Selected excerpt:
---

This investigation led to new discoveries about recombination rate tendencies in respective gene groups. Regarding groups of genes expressed in tissues, genes specifically expressed in the frontal lobe, thymus, testis, fetal brain, many tissues and thyroid tended to have extremely low recombination rates, whereas genes in the brain cerebellum, stomach, lung, bone marrow and brain whole had higher rates. In addition, rates within genes tended to decrease according to the number of tissues in which the genes were expressed. The integrated classification revealed that GO groups with low rate tendencies often involved genes necessary for intracellular vital activities, including metabolism and transcription, whereas groups with a high rate tendency involved genes that play a role in intercellular transmission of information. The classification also revealed the existence of subgroups whose rate tendencies differed greatly from groups classified by only one attribute. For example, even when genes belonged to the same GO group primary metabolism, the tendencies varied greatly depending on the tissues in which the genes were expressed.
One interesting question here is why these rate tendencies differed according to these gene groups. Particularly, of remarkable interest is why frontal lobe-specific and fetal brain-specific genes had low rate tendencies but brain cerebellum-specific and brain whole-specific genes had the opposite, even though they are all brain tissues. Although many factors (e.g. mutation, genetic drift, natural selection and demographic events) can influence the extent of LD (7,15) and can also influence observed recombination rates (via their inverse correlation, generally), the LD study (13) based on GO groups pointed out the effect of natural selection on the formation of different LD tendencies among the groups. Those authors suggested that the reason for the low LD observed in immune genes is that greater haplotype diversity reduces the chance that a single pathogen might sweep through the population (13). They also suggested that the reason for the high LD observed in DNA damage and metabolism genes is that such genes are involved in fundamental biological processes that evolve slowly, and that allelic diversity in the genes could disrupt finely tuned processes (13).

---

Exercise instructions: Continue the passage above on recombination rate tendencies in gene groups, starting after its last sentence.

Data excerpts:
---

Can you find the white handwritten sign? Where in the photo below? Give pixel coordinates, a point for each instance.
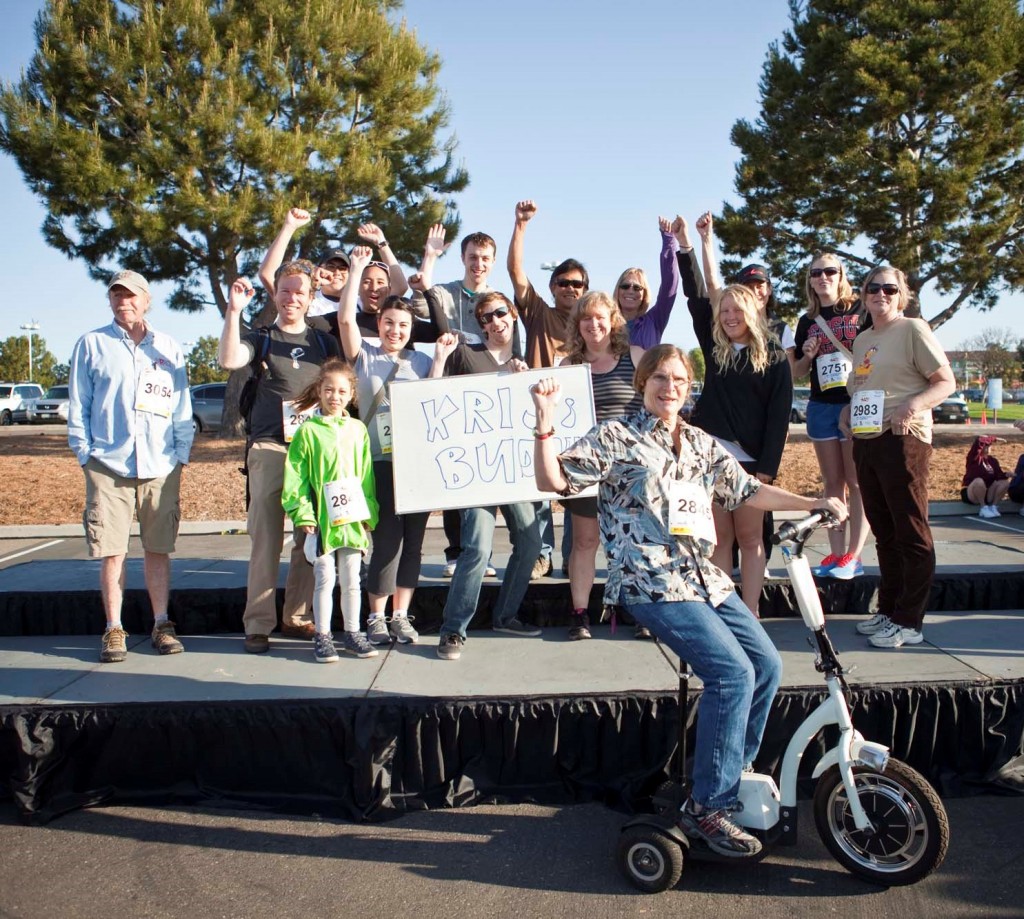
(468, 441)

---

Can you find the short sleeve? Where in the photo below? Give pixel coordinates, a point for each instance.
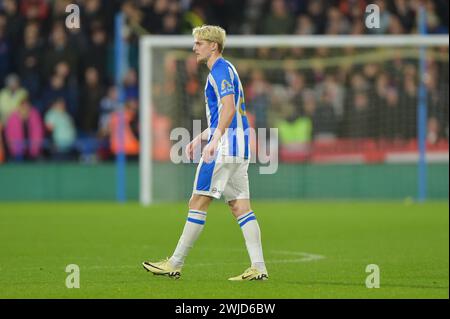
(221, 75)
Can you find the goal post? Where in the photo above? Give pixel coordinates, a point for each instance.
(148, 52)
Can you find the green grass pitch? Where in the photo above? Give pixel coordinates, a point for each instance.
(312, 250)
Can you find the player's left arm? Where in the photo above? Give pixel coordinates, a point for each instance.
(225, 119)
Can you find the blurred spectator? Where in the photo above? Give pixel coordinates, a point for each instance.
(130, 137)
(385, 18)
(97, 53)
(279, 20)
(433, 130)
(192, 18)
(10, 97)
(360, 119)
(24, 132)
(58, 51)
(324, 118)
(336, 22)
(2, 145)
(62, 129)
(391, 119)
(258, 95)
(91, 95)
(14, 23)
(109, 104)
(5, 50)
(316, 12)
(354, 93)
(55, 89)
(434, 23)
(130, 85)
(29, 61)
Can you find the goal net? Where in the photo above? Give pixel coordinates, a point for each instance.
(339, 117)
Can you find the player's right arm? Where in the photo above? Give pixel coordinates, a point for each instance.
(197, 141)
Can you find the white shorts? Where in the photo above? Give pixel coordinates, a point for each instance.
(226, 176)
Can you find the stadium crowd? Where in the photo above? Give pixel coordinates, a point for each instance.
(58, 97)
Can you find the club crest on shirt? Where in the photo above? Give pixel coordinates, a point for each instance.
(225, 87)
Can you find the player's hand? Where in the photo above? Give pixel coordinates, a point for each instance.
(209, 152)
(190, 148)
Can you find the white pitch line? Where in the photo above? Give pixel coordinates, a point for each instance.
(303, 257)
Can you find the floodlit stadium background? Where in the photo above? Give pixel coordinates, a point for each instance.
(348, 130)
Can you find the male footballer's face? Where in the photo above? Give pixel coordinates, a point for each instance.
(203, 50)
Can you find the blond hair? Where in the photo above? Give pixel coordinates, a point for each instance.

---

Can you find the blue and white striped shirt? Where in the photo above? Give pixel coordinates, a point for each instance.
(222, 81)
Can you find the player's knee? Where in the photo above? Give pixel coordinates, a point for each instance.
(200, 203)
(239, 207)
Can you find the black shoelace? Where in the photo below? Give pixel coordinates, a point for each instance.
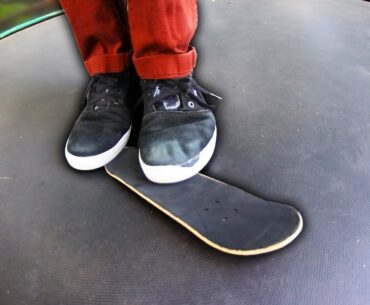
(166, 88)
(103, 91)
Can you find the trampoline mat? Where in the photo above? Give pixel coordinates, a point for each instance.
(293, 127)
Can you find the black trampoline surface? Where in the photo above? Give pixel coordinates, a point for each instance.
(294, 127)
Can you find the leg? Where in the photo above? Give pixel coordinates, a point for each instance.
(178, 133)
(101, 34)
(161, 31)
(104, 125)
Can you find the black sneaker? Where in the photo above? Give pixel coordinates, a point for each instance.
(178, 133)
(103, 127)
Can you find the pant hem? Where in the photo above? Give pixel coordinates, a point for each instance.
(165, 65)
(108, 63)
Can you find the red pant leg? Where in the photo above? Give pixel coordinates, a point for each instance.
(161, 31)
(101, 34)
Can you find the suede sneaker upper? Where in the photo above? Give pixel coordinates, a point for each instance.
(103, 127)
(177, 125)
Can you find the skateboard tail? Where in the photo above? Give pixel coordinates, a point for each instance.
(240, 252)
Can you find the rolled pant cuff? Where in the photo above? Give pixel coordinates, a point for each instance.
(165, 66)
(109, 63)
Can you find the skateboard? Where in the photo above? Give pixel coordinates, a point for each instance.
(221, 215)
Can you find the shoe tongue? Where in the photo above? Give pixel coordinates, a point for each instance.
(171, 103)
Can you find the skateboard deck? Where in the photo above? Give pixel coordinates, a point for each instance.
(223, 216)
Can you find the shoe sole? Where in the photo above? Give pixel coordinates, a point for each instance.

---

Task response:
Thus, we think that our observations related to GO groups can be explained by the effect of natural selection. The low recombination rates (corresponding to high LD, generally) in genes for the metabolism of intracellular activities, which we observed here, may be accounted for by the intolerance of disrupting finely tuned processes. However, attention should be paid to another observation that genes for the transcription of intracellular activities had low recombination rates. This is because a comparison of protein-coding regions between human and chimpanzee at least shows a sign of positive selection in genes related to transcription (22), and because it is possible that high LD or observed low recombination rates are caused by positively selected haplotypes with advantageous alleles (7,9,23). Hence, the low rates of transcription genes may be explained by recent positive selection in these genes, though we do not deny the possibility of the intolerance of deleterious change. Regarding the high recombination rates in genes for the intercellular information transmission, the tendency may be explained by greater haplotype diversity for coping with a variety of environments and circumstances that a population encounters.
Similarly, we suggest that the formation of different recombination rate tendencies found in genes expressed in tissues is also involved in natural selection in some cases. Genes specifically expressed in some types of tissues (frontal lobe, fetal brain, testis, thymus and thyroid) may not allow disruption of finely tuned processes and thus may keep low haplotype diversity resulting in the observed low recombination rates. Another explanation could be that haplotypes in such genes may be recently widespread across the population through positive selection, which can also lead to low recombination rates. For genes in some types of tissues (brain cerebellum, brain whole, stomach, lung and bone marrow), it may be advantageous to be located in regions with high recombination rates or to maintain a high diversity of haplotypes. The reason for the tendency toward decreasing rates according to the number of tissues in which the genes were expressed may be that genes that are required to express in many tissues are selectively constrained to higher degrees (24), and the stronger selective force does not allow alleles that change finely tuned functions. The different recombination-rate tendencies among genes expressed in brain tissues according to regional (e.g. frontal lobe and brain cerebellum) and temporal (e.g. fetal brain and other brains) differences in gene expression may reflect that natural selection works differently according to the phenotypic traits specific to these brain tissues. We think this is important when considering different phenotypic traits between the frontal lobe and brain cerebellum: the frontal lobe plays a role in one of the most characteristic human traits, higher cognitive abilities (language, goal-directed behaviors, personality, self-awareness, inference of the mental states of others) (25), whereas the brain cerebellum has evolutionarily primitive functions shared by all vertebrate species.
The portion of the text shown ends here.